[THE REQUEST] State how many lines of the records below contain the string "camouflage". Give only the number.
>> begin DATA PROVIDED
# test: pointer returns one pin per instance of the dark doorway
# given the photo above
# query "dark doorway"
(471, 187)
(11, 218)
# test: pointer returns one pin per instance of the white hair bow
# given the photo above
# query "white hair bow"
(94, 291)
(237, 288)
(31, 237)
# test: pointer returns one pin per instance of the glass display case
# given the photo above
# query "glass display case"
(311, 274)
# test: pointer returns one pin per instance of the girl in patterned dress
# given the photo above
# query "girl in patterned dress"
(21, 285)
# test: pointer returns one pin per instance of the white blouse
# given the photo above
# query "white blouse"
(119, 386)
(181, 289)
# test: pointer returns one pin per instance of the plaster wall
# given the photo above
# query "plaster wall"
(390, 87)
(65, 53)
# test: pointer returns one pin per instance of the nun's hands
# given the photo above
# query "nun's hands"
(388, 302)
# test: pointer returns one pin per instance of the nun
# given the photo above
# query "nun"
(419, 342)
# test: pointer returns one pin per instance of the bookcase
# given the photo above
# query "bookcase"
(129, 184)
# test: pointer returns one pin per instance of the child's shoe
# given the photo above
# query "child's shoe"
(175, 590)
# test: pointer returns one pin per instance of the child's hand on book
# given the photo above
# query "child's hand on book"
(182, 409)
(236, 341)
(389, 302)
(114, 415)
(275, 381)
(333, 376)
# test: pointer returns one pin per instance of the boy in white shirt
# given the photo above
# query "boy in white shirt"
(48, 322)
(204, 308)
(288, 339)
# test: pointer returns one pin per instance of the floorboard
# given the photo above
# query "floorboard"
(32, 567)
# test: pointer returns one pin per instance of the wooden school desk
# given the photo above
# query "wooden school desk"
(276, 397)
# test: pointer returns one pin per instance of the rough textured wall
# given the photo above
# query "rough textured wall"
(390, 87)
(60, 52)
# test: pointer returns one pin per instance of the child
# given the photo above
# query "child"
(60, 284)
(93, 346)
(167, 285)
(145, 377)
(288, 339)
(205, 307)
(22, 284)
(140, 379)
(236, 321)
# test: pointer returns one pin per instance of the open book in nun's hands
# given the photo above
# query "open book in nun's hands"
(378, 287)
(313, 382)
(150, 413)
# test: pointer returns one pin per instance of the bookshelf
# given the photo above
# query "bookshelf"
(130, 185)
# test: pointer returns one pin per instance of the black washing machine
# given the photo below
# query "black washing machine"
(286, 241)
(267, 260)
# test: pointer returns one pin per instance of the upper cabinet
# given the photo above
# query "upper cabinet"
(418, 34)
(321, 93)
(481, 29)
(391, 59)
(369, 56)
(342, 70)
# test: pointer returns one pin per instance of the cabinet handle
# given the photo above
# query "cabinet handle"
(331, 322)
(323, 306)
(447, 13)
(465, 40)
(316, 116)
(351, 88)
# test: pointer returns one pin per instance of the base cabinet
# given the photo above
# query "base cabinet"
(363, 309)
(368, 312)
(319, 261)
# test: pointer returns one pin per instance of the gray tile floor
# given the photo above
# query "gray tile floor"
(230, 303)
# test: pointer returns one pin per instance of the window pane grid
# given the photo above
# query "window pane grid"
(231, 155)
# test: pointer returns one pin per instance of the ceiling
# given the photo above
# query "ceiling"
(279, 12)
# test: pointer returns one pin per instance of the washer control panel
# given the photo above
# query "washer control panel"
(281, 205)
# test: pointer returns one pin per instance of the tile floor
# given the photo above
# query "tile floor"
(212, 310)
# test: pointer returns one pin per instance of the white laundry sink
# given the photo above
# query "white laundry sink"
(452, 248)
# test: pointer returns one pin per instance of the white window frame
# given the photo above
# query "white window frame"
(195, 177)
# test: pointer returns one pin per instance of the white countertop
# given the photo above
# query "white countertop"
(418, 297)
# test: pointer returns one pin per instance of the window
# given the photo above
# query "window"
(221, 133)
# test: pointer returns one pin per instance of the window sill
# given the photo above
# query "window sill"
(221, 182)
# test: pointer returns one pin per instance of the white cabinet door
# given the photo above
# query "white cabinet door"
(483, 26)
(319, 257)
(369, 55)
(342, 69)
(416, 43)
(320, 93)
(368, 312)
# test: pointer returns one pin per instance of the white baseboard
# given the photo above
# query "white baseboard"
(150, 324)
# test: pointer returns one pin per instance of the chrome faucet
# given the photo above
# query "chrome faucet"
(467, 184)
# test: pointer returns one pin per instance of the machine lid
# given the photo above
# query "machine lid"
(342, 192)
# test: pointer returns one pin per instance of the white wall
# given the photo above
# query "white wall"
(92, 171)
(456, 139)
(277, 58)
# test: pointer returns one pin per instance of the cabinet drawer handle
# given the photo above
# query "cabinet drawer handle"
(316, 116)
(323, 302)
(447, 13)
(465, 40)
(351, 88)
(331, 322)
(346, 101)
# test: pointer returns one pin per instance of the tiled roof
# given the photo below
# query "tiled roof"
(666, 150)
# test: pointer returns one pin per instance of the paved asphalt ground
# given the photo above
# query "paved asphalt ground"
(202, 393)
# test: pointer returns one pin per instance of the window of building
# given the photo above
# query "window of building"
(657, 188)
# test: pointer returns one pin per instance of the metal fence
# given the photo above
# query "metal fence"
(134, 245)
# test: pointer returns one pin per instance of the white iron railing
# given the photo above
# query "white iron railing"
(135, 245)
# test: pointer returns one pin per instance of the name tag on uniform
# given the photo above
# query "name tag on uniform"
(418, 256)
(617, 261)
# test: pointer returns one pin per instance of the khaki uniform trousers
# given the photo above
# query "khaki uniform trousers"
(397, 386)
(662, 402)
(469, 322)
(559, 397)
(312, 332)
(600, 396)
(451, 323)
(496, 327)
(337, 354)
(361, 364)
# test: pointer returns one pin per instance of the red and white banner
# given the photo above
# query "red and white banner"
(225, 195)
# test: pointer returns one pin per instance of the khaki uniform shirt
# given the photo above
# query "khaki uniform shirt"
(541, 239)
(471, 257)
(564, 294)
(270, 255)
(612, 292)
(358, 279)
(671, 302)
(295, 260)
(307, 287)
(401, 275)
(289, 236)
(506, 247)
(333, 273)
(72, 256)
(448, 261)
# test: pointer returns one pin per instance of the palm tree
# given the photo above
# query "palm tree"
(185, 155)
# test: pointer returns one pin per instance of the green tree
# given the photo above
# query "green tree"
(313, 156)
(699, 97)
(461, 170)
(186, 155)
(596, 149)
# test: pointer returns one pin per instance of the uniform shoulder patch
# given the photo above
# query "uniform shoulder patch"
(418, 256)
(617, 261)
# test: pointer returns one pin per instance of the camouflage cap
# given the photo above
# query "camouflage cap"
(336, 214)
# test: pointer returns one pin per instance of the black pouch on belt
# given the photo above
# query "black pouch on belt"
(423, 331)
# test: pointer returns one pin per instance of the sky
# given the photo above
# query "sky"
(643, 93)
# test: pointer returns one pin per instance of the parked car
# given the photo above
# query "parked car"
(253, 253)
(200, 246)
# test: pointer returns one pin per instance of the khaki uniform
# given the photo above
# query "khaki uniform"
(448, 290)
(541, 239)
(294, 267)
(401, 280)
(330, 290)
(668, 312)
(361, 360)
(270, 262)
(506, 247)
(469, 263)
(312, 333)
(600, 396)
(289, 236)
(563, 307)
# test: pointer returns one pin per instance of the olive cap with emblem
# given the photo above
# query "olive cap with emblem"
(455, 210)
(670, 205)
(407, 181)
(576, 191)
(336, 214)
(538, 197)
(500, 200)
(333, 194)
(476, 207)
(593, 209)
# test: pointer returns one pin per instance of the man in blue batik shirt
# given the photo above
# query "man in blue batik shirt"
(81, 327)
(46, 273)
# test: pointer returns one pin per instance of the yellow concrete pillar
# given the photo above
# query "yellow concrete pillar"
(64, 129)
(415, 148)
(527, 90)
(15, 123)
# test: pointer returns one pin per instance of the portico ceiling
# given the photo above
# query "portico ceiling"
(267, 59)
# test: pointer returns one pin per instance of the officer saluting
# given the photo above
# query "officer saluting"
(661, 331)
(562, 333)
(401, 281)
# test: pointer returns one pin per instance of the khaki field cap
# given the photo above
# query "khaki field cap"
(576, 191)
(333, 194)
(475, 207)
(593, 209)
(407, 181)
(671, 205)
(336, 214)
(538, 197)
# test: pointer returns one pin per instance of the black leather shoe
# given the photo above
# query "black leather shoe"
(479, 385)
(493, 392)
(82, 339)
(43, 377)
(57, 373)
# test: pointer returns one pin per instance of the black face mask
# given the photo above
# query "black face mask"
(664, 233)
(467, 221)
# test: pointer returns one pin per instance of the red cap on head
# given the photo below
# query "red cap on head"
>> end DATA PROVIDED
>> begin DATA PROVIDED
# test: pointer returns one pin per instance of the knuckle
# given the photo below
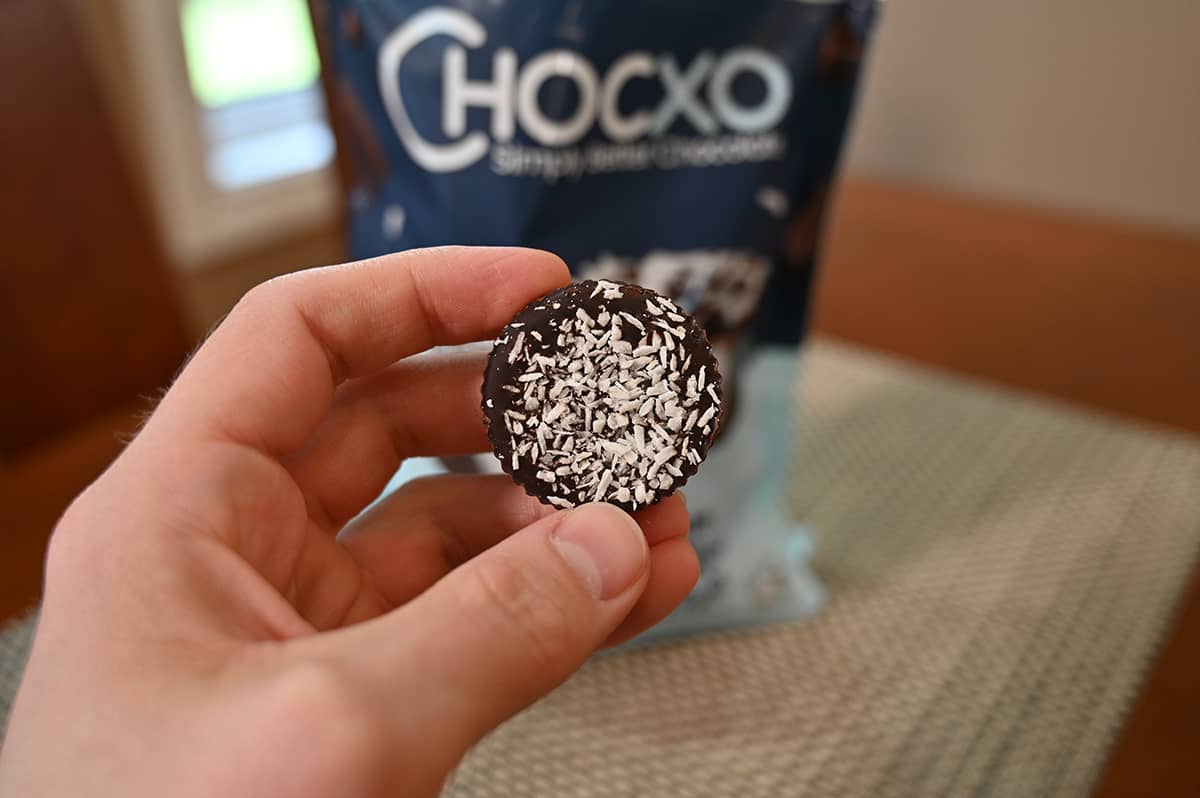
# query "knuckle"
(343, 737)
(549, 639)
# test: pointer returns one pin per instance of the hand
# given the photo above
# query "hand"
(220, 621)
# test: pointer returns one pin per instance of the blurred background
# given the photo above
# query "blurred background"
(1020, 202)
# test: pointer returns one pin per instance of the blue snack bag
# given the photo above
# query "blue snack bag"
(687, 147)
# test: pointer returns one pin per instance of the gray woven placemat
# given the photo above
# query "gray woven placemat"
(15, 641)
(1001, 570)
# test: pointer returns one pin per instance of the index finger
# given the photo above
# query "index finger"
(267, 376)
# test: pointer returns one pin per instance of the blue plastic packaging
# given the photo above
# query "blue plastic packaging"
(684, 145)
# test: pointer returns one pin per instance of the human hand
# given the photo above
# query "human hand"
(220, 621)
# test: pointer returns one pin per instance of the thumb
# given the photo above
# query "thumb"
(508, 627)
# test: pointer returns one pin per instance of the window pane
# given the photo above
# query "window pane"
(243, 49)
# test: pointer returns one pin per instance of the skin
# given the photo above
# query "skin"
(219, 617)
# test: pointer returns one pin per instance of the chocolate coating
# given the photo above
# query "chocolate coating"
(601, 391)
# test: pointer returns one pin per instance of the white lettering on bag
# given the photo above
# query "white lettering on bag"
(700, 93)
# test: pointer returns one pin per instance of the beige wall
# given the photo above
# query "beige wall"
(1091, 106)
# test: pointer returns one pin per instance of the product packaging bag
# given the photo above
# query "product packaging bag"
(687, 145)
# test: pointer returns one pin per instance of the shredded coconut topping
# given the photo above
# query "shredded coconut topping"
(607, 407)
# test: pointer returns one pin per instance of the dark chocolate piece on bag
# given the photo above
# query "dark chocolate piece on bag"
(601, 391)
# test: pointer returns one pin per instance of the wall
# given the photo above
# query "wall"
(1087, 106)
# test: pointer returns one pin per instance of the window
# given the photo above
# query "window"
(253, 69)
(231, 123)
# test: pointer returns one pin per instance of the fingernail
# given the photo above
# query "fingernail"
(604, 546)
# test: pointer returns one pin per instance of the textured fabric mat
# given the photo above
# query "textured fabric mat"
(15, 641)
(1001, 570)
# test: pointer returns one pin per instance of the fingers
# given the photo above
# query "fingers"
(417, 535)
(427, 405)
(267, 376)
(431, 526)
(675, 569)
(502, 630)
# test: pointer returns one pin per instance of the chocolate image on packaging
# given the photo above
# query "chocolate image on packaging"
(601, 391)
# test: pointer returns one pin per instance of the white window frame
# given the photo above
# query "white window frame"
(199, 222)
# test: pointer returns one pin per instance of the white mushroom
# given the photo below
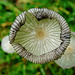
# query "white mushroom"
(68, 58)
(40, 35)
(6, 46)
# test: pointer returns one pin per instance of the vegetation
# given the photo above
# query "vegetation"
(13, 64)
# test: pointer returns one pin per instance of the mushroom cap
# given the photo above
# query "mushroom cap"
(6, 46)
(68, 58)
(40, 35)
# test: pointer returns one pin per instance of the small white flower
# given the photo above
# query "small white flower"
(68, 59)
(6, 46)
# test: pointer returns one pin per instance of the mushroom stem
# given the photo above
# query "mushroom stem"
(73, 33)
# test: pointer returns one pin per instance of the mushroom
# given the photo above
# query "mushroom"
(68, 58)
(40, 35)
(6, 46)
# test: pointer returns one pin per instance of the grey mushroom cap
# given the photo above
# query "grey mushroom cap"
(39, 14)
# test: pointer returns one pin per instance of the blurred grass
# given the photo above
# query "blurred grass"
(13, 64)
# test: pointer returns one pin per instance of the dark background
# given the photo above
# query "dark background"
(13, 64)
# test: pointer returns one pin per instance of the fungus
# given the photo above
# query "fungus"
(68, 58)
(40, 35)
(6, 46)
>> end DATA PROVIDED
[ANSWER TO THIS PROBLEM] 2